# EXERCISE REQUIREMENTS
How many lines of the items below contain the string "balcony"? Case counts; reply with the number only.

# Entries from a point annotation set
::::

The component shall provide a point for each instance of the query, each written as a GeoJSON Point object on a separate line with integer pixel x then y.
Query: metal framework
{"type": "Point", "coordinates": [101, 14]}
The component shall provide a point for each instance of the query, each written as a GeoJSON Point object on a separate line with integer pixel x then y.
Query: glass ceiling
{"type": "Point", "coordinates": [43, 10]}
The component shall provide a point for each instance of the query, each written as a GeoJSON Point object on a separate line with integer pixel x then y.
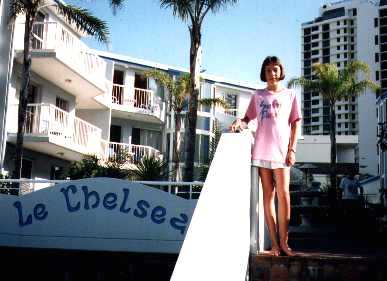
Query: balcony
{"type": "Point", "coordinates": [56, 132]}
{"type": "Point", "coordinates": [137, 152]}
{"type": "Point", "coordinates": [60, 57]}
{"type": "Point", "coordinates": [137, 104]}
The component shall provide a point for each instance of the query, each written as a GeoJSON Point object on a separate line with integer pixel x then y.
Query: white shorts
{"type": "Point", "coordinates": [268, 164]}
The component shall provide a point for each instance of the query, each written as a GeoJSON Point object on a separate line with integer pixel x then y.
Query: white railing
{"type": "Point", "coordinates": [62, 128]}
{"type": "Point", "coordinates": [187, 190]}
{"type": "Point", "coordinates": [54, 36]}
{"type": "Point", "coordinates": [133, 97]}
{"type": "Point", "coordinates": [111, 150]}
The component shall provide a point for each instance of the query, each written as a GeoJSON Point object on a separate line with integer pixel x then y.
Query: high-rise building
{"type": "Point", "coordinates": [343, 31]}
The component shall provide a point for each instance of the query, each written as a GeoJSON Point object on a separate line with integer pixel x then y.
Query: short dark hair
{"type": "Point", "coordinates": [269, 60]}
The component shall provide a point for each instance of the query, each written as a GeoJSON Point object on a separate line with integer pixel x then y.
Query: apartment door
{"type": "Point", "coordinates": [115, 133]}
{"type": "Point", "coordinates": [140, 97]}
{"type": "Point", "coordinates": [32, 117]}
{"type": "Point", "coordinates": [38, 32]}
{"type": "Point", "coordinates": [118, 87]}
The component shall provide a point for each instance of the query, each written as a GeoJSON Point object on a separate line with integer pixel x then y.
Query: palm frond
{"type": "Point", "coordinates": [181, 8]}
{"type": "Point", "coordinates": [84, 21]}
{"type": "Point", "coordinates": [161, 77]}
{"type": "Point", "coordinates": [116, 4]}
{"type": "Point", "coordinates": [16, 7]}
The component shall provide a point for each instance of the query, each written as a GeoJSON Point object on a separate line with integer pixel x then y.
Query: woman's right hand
{"type": "Point", "coordinates": [237, 126]}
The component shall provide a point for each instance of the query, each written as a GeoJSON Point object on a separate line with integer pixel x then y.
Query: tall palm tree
{"type": "Point", "coordinates": [194, 12]}
{"type": "Point", "coordinates": [83, 20]}
{"type": "Point", "coordinates": [334, 85]}
{"type": "Point", "coordinates": [178, 93]}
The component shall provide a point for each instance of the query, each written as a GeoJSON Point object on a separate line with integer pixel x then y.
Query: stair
{"type": "Point", "coordinates": [318, 266]}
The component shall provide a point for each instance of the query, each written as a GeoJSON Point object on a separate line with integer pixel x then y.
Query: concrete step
{"type": "Point", "coordinates": [318, 266]}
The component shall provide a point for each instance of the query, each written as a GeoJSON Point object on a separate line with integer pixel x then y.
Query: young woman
{"type": "Point", "coordinates": [278, 116]}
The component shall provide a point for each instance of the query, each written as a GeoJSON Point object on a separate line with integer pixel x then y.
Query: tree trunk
{"type": "Point", "coordinates": [22, 111]}
{"type": "Point", "coordinates": [190, 135]}
{"type": "Point", "coordinates": [176, 144]}
{"type": "Point", "coordinates": [333, 169]}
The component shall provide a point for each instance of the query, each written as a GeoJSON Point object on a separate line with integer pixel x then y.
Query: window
{"type": "Point", "coordinates": [315, 102]}
{"type": "Point", "coordinates": [231, 101]}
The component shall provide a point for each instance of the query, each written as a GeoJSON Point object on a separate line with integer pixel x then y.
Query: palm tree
{"type": "Point", "coordinates": [334, 85]}
{"type": "Point", "coordinates": [83, 20]}
{"type": "Point", "coordinates": [178, 94]}
{"type": "Point", "coordinates": [193, 11]}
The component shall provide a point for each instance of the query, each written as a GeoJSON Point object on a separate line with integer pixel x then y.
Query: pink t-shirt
{"type": "Point", "coordinates": [275, 112]}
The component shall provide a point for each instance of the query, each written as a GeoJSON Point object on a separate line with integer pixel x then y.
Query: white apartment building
{"type": "Point", "coordinates": [343, 31]}
{"type": "Point", "coordinates": [82, 101]}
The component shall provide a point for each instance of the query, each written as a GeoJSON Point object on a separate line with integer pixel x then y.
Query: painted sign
{"type": "Point", "coordinates": [96, 214]}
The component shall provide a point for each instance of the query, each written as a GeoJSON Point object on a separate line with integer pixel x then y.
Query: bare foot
{"type": "Point", "coordinates": [275, 251]}
{"type": "Point", "coordinates": [287, 251]}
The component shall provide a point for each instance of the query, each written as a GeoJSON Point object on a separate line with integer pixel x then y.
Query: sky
{"type": "Point", "coordinates": [235, 40]}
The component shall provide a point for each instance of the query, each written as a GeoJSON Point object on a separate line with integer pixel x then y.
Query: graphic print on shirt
{"type": "Point", "coordinates": [269, 110]}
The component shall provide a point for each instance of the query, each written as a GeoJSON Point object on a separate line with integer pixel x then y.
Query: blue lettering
{"type": "Point", "coordinates": [109, 201]}
{"type": "Point", "coordinates": [88, 195]}
{"type": "Point", "coordinates": [40, 212]}
{"type": "Point", "coordinates": [142, 212]}
{"type": "Point", "coordinates": [126, 195]}
{"type": "Point", "coordinates": [19, 208]}
{"type": "Point", "coordinates": [158, 214]}
{"type": "Point", "coordinates": [65, 192]}
{"type": "Point", "coordinates": [179, 223]}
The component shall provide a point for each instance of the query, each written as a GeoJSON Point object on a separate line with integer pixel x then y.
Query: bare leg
{"type": "Point", "coordinates": [266, 176]}
{"type": "Point", "coordinates": [282, 178]}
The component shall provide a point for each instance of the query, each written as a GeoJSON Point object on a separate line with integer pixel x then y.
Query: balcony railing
{"type": "Point", "coordinates": [136, 98]}
{"type": "Point", "coordinates": [61, 127]}
{"type": "Point", "coordinates": [52, 36]}
{"type": "Point", "coordinates": [112, 150]}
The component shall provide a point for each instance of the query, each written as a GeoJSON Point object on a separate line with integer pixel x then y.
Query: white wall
{"type": "Point", "coordinates": [97, 117]}
{"type": "Point", "coordinates": [317, 149]}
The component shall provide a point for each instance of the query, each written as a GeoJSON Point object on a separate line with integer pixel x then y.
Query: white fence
{"type": "Point", "coordinates": [61, 127]}
{"type": "Point", "coordinates": [111, 150]}
{"type": "Point", "coordinates": [52, 36]}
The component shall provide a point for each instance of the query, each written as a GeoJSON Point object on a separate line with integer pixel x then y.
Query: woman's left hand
{"type": "Point", "coordinates": [291, 158]}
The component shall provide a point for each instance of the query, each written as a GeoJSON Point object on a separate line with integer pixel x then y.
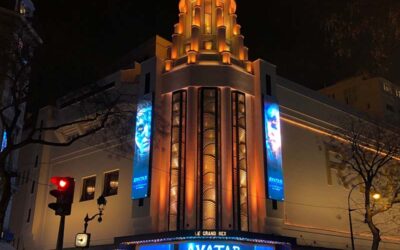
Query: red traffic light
{"type": "Point", "coordinates": [62, 183]}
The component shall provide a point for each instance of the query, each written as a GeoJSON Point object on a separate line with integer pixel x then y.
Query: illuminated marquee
{"type": "Point", "coordinates": [142, 158]}
{"type": "Point", "coordinates": [213, 245]}
{"type": "Point", "coordinates": [273, 146]}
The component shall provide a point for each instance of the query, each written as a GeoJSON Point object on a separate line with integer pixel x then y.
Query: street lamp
{"type": "Point", "coordinates": [375, 196]}
{"type": "Point", "coordinates": [83, 239]}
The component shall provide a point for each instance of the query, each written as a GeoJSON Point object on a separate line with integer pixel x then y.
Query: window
{"type": "Point", "coordinates": [209, 160]}
{"type": "Point", "coordinates": [147, 84]}
{"type": "Point", "coordinates": [33, 187]}
{"type": "Point", "coordinates": [88, 188]}
{"type": "Point", "coordinates": [36, 161]}
{"type": "Point", "coordinates": [240, 191]}
{"type": "Point", "coordinates": [386, 87]}
{"type": "Point", "coordinates": [177, 164]}
{"type": "Point", "coordinates": [274, 205]}
{"type": "Point", "coordinates": [111, 183]}
{"type": "Point", "coordinates": [389, 107]}
{"type": "Point", "coordinates": [398, 93]}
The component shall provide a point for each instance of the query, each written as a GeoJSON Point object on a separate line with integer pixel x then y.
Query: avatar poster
{"type": "Point", "coordinates": [273, 147]}
{"type": "Point", "coordinates": [3, 141]}
{"type": "Point", "coordinates": [141, 160]}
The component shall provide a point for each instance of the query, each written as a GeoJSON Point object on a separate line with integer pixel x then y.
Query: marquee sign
{"type": "Point", "coordinates": [207, 245]}
{"type": "Point", "coordinates": [142, 157]}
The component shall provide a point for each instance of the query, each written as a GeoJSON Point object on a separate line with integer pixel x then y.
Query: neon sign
{"type": "Point", "coordinates": [273, 146]}
{"type": "Point", "coordinates": [204, 245]}
{"type": "Point", "coordinates": [142, 158]}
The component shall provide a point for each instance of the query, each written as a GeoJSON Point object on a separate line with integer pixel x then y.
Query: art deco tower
{"type": "Point", "coordinates": [210, 86]}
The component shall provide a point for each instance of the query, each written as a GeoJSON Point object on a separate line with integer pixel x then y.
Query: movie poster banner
{"type": "Point", "coordinates": [273, 148]}
{"type": "Point", "coordinates": [142, 155]}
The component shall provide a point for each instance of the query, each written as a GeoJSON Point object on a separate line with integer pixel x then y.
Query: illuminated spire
{"type": "Point", "coordinates": [208, 27]}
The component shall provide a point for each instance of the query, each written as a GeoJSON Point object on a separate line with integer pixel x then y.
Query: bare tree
{"type": "Point", "coordinates": [371, 153]}
{"type": "Point", "coordinates": [99, 109]}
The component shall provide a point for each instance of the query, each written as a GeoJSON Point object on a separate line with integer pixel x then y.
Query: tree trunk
{"type": "Point", "coordinates": [375, 242]}
{"type": "Point", "coordinates": [5, 197]}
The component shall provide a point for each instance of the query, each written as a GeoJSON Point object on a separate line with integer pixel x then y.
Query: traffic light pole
{"type": "Point", "coordinates": [60, 238]}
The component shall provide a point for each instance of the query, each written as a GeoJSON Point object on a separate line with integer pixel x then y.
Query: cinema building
{"type": "Point", "coordinates": [227, 154]}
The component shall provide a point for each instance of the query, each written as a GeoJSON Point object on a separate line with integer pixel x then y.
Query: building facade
{"type": "Point", "coordinates": [18, 40]}
{"type": "Point", "coordinates": [227, 155]}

::::

# TASK SOLUTION
2